__Extrait__:
§ §

Boites enseignantes et programmation (suite II)

Novembre 1963

Une idée pédagogique grosse d’avenir

Dans notre dernier numéro, nous avons donné quelques exemples de programmation dont les avantages sont évidents. Il ne fait pas de doute que le problème que nous avons programmé est beaucoup plus facile à résoudre que sous sa forme embrouillée initiale. Et l’on comprend aussi que l'enfant soutenu et guidé par sa bande dans l’examen d'une BT avance plus facilement sans obstacle et sans échec.

Nous sommes en présence d'une idée pédagogique nouvelle qui, comme l'expression libre, la correspondance, l’imprimerie et l’autocorrection est grosse de possibilités pédagogiques qu'il nous appartient de cultiver et d'exploiter.

Essayons d'analyser cette idée, d'en détecter avantages et inconvénients, sans tenir compte pour l'instant des expériences menées à ce jour et qui ne sont encore que des approches dans la vaste expérience en cours.

Une technique défaillante ne condamne pas forcément l’idée. Elle nécessite seulement de nouveaux essais pour mieux servir cette idée.

Programmation est fille d'automation. Tant qu'il s’agissait seulement d'enfants à éduquer ou à conditionner, l'éducation traditionnelle faisait un fond trop exclusif sur l'explication et la compréhension apparemment souveraines.

« Expliquez, démontrez, faites apprendre » répétait-on aux éducateurs. Et ceux-ci répétaient à leur tour à leurs élèves :

« Mais comprends donc, essaie d’expliquer, raisonne, répète, recommence... »

Le tourment de l'éducateur est de répéter sans cesse à son petit monde : « Comprends, explique, raisonne... » Et comme les enfants ne parviennent pas mieux à comprendre et à expliquer, on réexplique soi-même, on fait répéter, on fait refaire. Désabusé, on accuse l’écolier de ne pas comprendre, de ne pas faire effort, d’être paresseux et inintelligent : « bouché à l’émeri » se plaignaient les vieux maîtres. Et lorsqu'on a exhorté, menacé, récompensé ou puni, invectivé, on n’a pas avancé d’un pas. L’élève n’a pas compris davantage. On se contente alors parce qu’on ne peut faire plus, d'une réponse toute verbale qui ne signifie rien, qui n’est qu’un trompe l’oeil impuissant à servir de base aux progrès présents et à venir.

Toutes les difficultés de l’école, le climat autoritaire qui y règne, l’obligation où l’on est de pousser sans cesse des enfants qui ne peuvent pas avancer, le découragement et la colère que nous vaut cette impasse constituent sans doute un des plus graves handicaps connus actuellement.

Et pourtant, diront les maîtres inquiets, il faut bien les aiguillonner, essayer de leur faire comprendre ce qu’ils ne saisissent pas spontanément, les obliger à faire fonctionner leur mémoire et leur intelligence, les entraîner à réfléchir...

§ §

__Objectif__: Prolongez l'article sur les boîtes enseignantes et la programmation en reprenant juste après sa dernière phrase.

__Données fournies__:
§ §

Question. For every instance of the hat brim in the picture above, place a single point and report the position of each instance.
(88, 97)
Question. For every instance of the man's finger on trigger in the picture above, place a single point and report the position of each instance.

§ §

__Réponse à la consigne__:
Souci vain ! On ne fait pas ainsi avancer d’un pas la formation de l’enfant.

Nous avons connu ces difficultés qui sont encore le lot de tant de collègues, pour le premier apprentissage de la langue. Quand vous aviez bien expliqué à un enfant en quoi ai diffère de ou, et pourquoi a et n font an et non na, vous vous croyiez satisfait. Vous faisiez une épreuve : a et n c’était toujours na. Alors vous grondiez, vous vous mettiez en colère et vous punissiez.

Dès ce moment-là l’esprit de l’enfant se bloquait définitivement comme se bloquait votre propre bon sens. C’était une situation sans issue.

Par la méthode naturelle, nous avons déjà ouvert une autre voie. Nous avons réduit à l’extrême les explications. Nous avons seulement permis et préparé le tâtonnement expérimental qui se fait sans devoirs ni leçons, à même la vie. Nous n'avons plus ni expliqué ni démontré. Nous avons reposé notre gorge et apaisé le climat de la classe. Et les enfants ont compris, bien mieux qu’avec les anciennes techniques qu’il y avait enfin quelque chose de changé.

Faire effort !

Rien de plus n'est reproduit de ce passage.